--- BEGIN Records for this exercise ---

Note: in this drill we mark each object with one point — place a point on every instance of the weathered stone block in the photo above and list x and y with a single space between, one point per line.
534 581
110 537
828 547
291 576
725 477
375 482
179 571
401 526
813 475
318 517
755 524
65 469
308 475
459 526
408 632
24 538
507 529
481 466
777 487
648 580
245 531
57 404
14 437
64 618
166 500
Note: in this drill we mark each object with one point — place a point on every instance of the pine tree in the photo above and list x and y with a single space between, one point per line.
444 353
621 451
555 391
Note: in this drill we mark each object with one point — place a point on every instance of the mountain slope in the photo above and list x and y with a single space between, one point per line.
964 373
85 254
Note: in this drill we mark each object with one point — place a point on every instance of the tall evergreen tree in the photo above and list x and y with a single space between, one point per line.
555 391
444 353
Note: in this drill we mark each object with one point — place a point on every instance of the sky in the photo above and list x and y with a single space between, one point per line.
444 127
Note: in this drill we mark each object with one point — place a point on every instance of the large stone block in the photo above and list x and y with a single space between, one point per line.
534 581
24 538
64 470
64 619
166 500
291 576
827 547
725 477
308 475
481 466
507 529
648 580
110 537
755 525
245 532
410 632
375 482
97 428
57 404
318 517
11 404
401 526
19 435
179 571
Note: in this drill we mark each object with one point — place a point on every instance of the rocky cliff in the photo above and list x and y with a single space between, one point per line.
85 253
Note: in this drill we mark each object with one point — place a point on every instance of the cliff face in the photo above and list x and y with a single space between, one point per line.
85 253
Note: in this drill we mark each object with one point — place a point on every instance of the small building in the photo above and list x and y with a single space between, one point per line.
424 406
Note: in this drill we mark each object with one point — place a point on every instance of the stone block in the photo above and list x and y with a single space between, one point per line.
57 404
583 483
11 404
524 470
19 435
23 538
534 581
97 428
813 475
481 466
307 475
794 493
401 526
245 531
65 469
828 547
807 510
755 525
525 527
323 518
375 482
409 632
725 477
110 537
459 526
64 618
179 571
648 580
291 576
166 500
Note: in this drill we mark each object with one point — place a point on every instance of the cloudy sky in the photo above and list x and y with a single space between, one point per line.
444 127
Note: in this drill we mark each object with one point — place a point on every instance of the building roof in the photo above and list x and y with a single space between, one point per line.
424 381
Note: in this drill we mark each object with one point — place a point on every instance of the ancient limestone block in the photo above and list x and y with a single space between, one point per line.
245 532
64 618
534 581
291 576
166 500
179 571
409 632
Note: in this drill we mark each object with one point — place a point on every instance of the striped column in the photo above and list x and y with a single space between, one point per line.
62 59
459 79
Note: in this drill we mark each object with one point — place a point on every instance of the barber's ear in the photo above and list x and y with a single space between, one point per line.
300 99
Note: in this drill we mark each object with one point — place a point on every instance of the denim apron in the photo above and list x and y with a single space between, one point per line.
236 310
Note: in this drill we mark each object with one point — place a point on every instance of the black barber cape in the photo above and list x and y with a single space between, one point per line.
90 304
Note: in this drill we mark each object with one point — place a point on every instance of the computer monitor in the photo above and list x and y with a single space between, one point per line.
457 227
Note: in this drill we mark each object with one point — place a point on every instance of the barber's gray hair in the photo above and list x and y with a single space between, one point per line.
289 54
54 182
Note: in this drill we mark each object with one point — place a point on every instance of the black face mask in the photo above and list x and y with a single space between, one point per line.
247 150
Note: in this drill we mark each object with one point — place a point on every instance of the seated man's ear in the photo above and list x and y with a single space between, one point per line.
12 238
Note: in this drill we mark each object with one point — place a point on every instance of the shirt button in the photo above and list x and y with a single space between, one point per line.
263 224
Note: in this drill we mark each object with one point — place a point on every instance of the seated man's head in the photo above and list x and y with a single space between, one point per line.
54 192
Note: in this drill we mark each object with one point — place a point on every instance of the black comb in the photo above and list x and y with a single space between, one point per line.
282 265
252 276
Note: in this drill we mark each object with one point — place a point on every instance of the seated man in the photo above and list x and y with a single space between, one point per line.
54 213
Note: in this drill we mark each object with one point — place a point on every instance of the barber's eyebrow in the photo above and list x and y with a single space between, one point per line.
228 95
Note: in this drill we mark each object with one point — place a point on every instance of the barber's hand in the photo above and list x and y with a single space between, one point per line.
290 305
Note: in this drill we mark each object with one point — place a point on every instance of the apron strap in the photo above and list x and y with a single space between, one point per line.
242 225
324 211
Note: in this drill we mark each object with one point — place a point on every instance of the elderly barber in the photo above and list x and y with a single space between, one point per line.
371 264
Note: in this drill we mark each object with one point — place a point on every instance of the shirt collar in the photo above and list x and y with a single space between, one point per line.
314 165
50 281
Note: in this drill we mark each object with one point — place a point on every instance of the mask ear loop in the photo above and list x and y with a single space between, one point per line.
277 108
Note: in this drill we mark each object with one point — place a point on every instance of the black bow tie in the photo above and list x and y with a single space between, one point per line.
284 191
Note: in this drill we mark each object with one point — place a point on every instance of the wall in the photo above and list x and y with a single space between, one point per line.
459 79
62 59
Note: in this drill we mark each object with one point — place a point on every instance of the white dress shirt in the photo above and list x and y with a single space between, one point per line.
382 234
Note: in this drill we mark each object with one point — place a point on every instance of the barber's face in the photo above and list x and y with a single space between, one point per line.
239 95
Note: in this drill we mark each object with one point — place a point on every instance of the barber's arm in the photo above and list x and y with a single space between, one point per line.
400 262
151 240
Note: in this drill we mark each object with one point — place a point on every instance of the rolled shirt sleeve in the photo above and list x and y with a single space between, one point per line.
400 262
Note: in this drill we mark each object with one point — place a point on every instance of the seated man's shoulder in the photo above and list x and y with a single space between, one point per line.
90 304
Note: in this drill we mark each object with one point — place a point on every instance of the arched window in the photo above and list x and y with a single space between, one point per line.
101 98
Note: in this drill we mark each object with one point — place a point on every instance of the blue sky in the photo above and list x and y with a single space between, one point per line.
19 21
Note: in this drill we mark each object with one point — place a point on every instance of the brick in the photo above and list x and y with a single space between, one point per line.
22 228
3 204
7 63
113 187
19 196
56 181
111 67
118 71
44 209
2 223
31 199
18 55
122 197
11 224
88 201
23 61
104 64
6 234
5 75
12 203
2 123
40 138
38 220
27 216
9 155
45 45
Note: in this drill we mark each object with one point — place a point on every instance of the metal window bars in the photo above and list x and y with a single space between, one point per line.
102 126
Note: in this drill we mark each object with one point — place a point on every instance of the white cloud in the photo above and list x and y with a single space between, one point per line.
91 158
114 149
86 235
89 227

--- END Records for this exercise ---

-- Stated exercise --
Reproduce all of the records above word for word, without changing any character.

-- The result --
Note: in this drill we mark each object with one point — place a point on every instance of the weathered stone block in the photo above and list x and y with a single space between, one point per line.
534 581
110 537
828 547
291 576
725 477
375 482
179 571
401 526
813 475
318 517
755 524
65 469
308 475
459 526
408 632
24 538
507 529
481 466
777 487
648 580
245 531
57 404
14 437
64 618
166 500
Note: in this drill we mark each object with one point — place a point on every instance of the pine tree in the photo above and list x and y with a single space between, one point per line.
444 353
621 451
555 391
Note: in this drill we mark each object with one point — place a point on every instance of the mountain slope in the photo above and list x and y with a single space between, one point per line.
964 373
85 254
Note: in this drill we mark each object with one point — place a point on every instance of the tall evergreen tree in the photo above and list x and y with a single space between, one point per line.
555 391
444 353
Note: in this drill we mark each object with one point — place a point on every instance of the sky in the photo above and list x and y with a single space between, one point per line.
444 127
Note: in this drill we mark each object with one point — place a point on every instance of the large stone block in the photo above and list x and y with a single space between, one point per line.
534 581
24 538
64 470
64 619
166 500
291 576
827 547
725 477
308 475
481 466
507 529
648 580
110 537
755 525
245 532
410 632
375 482
97 428
57 404
318 517
11 404
401 526
19 435
179 571
Note: in this drill we mark each object with one point — place a point on every instance of the rocky cliff in the photo above and list x and y with a single space between, one point per line.
85 253
Note: in this drill we mark each object with one point — place a point on every instance of the cliff face in the photo above and list x and y with a single space between, one point per line.
85 253
Note: in this drill we mark each object with one point — place a point on every instance of the small building in the photo above and list x and y with a single space between, one point per line.
424 406
Note: in this drill we mark each object with one point — place a point on every instance of the stone block in the photo above and list x and y with a single space between, one point per line.
57 404
583 483
11 404
524 470
19 435
23 538
534 581
97 428
813 475
481 466
307 475
794 493
401 526
245 531
65 469
828 547
807 510
755 525
525 527
323 518
375 482
409 632
725 477
110 537
459 526
64 618
179 571
648 580
291 576
166 500
Note: in this drill we mark each object with one point — place a point on every instance of the cloudy sky in the photo above and list x and y with a single space between, one point per line.
444 127
Note: in this drill we mark each object with one point — place a point on every instance of the building roof in the photo above and list x and y with a single space between, one point per line.
424 381
Note: in this drill we mark each object with one point — place a point on every instance of the ancient limestone block in the photo above and list x and y with a single space between, one point per line.
245 532
64 618
534 581
291 576
166 500
179 571
409 632
Note: in this drill we mark each object with one point — place a point on every instance of the striped column in the photo above and list x and y with a single space between, one point per line.
62 59
459 79
Note: in this drill we mark each object with one point — place a point on every instance of the barber's ear in the photo above and list x and y with a single space between, one point per line.
300 99
Note: in this drill we mark each object with one point — place a point on every instance of the denim apron in the photo above and list x and y with a single space between, one point per line.
236 310
Note: in this drill we mark each object with one point — place a point on every instance of the black barber cape in the photo above and list x and y with a single space between, one point per line.
90 304
Note: in this drill we mark each object with one point — place a point on every instance of the computer monitor in the photo above and list x and y with a single space between, one point per line.
457 227
Note: in this drill we mark each object with one point — place a point on every instance of the barber's gray hair in the photo above and list x and y with a single space between, one point per line.
289 54
54 182
Note: in this drill we mark each object with one point — place a point on every instance of the black face mask in the photo above and list x and y with a single space between, one point per line.
247 150
Note: in this drill we mark each object with one point — place a point on every instance of the seated man's ear in the photo above and list x and y with a single space between, one point per line.
12 238
Note: in this drill we mark each object with one point — place a point on every instance of the shirt button in the photo above and list x and y with a single space between, one point per line.
263 224
Note: in this drill we mark each object with one point — place a point on every instance of the seated man's head in the photo above and list x and y with a single space between, one point per line.
54 192
Note: in this drill we mark each object with one point — place a point on every instance of the black comb in the photo above and list x and y with a single space between, one point per line.
282 265
252 276
Note: in this drill we mark each object with one point — place a point on every instance of the seated man in the photo above and list x and y with a single space between, one point per line.
54 213
Note: in this drill we mark each object with one point — place a point on every instance of the barber's eyebrow in the photo above and list x and y with a single space between, one point per line.
228 95
Note: in this drill we mark each object with one point — place a point on every instance of the barber's hand in the photo above and list x and y with a single space between, one point per line.
290 305
Note: in this drill we mark each object with one point — place a point on every instance of the apron strap in the photo above and list x and y with a single space between, one point per line.
242 225
324 211
Note: in this drill we mark each object with one point — place a point on every instance of the elderly barber in the photo above and list x and y with a single space between, one point per line.
371 264
Note: in this drill we mark each object with one point — place a point on every instance of the shirt collar in the photo above and list x and y with a single space between, one point per line.
314 165
50 281
Note: in this drill we mark each object with one point — place a point on every instance of the mask ear loop in the photo above and list x and y with a single space between, one point per line.
277 108
Note: in this drill we mark each object with one point — place a point on every instance of the black bow tie in the photo above and list x and y with a single space between, one point per line.
284 191
Note: in this drill we mark each object with one point — place a point on every instance of the wall in the photo above and list x and y with a single space between, one point per line.
459 79
62 59
Note: in this drill we mark each object with one point — place a point on every instance of the white dress shirt in the photo above and list x and y with a single space between, one point per line.
382 234
Note: in this drill we mark each object with one point — place a point on every instance of the barber's face in the photo above and list x and y with a single space between, one point per line.
239 95
Note: in this drill we mark each object with one point — place a point on every instance of the barber's arm in the photo above and list x and y with a single space between, one point per line.
400 262
151 240
Note: in this drill we mark each object with one point — place a point on every instance of the rolled shirt sleeve in the photo above and list x and y with a single space between, one point per line.
400 262
Note: in this drill we mark each object with one point — place a point on every instance of the seated man's shoulder in the photo above and list x and y with a single space between, one point per line.
90 304
Note: in this drill we mark each object with one point — place a point on every instance of the arched window in the photo above and list x and y with a single space between, one point per line.
101 98
Note: in this drill we mark each object with one point — place a point on every instance of the blue sky in the photo above and list x and y with a single space between, one point per line.
19 21
Note: in this drill we mark each object with one point — place a point on every instance of the brick in the photo above and list x and y with a single space between, one point per line.
22 228
3 204
7 63
113 187
19 196
56 181
111 67
118 71
44 209
2 223
31 199
18 55
122 197
11 224
88 201
23 61
104 64
6 234
5 75
12 203
2 123
40 138
38 220
27 216
9 155
45 45
Note: in this drill we mark each object with one point — place a point on every instance of the metal window bars in the photo above and list x and y with a single space between, one point per line.
102 126
Note: in this drill we mark each object with one point — place a point on every instance of the white cloud in the photo above and list x and y with a single space between, one point per line.
91 158
114 149
86 235
89 227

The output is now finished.